** Given records follows **

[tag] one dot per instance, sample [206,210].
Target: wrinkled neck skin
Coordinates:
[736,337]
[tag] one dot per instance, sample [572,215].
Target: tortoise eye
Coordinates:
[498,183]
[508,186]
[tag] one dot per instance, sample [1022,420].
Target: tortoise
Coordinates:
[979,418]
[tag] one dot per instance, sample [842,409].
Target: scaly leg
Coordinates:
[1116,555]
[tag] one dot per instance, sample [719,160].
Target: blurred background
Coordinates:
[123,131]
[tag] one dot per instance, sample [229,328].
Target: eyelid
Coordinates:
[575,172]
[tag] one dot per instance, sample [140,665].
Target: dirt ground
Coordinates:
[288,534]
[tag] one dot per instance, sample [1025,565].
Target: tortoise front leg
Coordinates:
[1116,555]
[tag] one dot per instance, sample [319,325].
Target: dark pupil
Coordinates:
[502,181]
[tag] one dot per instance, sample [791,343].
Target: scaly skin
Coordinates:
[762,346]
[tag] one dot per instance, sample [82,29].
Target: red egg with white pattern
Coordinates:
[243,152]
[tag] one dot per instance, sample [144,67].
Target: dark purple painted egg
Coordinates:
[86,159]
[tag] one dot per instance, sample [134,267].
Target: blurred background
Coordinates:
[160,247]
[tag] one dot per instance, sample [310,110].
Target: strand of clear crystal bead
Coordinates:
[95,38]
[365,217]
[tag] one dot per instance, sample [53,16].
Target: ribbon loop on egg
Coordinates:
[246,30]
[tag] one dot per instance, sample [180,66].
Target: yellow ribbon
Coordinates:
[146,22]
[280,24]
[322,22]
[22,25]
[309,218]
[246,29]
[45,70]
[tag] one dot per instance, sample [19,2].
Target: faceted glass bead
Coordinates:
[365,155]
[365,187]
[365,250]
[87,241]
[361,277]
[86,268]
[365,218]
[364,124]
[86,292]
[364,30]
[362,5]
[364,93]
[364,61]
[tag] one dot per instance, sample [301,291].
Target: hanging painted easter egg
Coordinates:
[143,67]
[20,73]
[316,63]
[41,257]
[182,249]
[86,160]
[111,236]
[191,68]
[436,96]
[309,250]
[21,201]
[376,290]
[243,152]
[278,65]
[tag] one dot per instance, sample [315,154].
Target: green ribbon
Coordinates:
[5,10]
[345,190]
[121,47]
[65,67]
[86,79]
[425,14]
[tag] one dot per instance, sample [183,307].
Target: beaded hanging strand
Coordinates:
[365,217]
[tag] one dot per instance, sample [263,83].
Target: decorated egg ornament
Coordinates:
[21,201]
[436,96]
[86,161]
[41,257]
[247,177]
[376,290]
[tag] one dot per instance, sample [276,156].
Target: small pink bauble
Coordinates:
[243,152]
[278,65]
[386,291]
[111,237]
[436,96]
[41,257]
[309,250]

** End of Given records **

Work request = What is needed is a full, exact copy of the records.

Problem solution =
[tag] one dot per instance, sample [206,210].
Target: wrinkled neck skin
Coordinates:
[736,337]
[tag] one dot per instance, sample [572,215].
Target: tortoise eye
Coordinates:
[498,183]
[508,186]
[tag] one dot per instance, sample [1022,420].
Target: tortoise
Coordinates:
[979,418]
[tag] one dot per instance, sample [842,409].
Target: scaly leg
Coordinates:
[1116,555]
[tag] one dot per instance, sample [719,160].
Target: blurred background
Coordinates:
[123,131]
[tag] one dot per instance, sample [229,328].
Target: eyelid
Coordinates:
[575,172]
[tag] one dot per instance, sample [140,665].
Target: dirt ground
Coordinates:
[288,534]
[tag] one dot per instance, sample [1025,565].
Target: tortoise front leg
Coordinates:
[1116,555]
[tag] one dot per instance, sample [319,325].
Target: dark pupil
Coordinates:
[502,181]
[tag] one dot per instance, sample [791,343].
Target: scaly skin
Coordinates:
[762,346]
[tag] one dot per instance, sample [82,29].
Target: red egg with white pattern
Coordinates:
[243,152]
[tag] one dot per instance, sample [144,67].
Target: dark purple painted egg
Coordinates:
[86,159]
[tag] one dot per instance, sample [134,267].
Target: blurred background
Coordinates:
[160,247]
[tag] one dot per instance, sample [310,110].
Target: strand of clear crystal bead
Coordinates:
[95,38]
[365,217]
[tag] one dot per instance, sample [53,16].
Target: ribbon loop on egg
Coordinates:
[246,30]
[tag] one dot per instance, sample [180,66].
Target: yellow ribbon
Coordinates:
[146,22]
[280,24]
[322,22]
[22,25]
[309,218]
[246,29]
[45,70]
[tag] one dot per instance, sample [19,2].
Target: faceted glass bead
Coordinates:
[365,155]
[365,187]
[365,250]
[87,241]
[361,277]
[86,268]
[365,218]
[364,124]
[86,292]
[364,30]
[362,5]
[364,93]
[364,61]
[tag] one dot per instance, sample [301,291].
Target: hanging painted easter egg
Coordinates:
[143,67]
[20,73]
[316,63]
[41,257]
[182,249]
[86,160]
[111,236]
[191,68]
[436,96]
[309,250]
[21,201]
[376,290]
[243,152]
[278,65]
[tag] one dot per instance, sample [315,154].
Target: green ribbon
Coordinates:
[5,10]
[345,190]
[121,47]
[65,67]
[86,79]
[425,14]
[tag] one dot per instance, sample [183,307].
Target: beaded hanging strand
Coordinates:
[365,217]
[tag] one dot per instance, sample [263,83].
Target: decorated egg ornament
Coordinates:
[21,201]
[436,96]
[86,161]
[41,257]
[247,177]
[376,290]
[tag] one dot per instance, sample [276,156].
Target: small pink bauble
Coordinates:
[243,152]
[278,65]
[386,291]
[111,237]
[436,96]
[41,257]
[309,250]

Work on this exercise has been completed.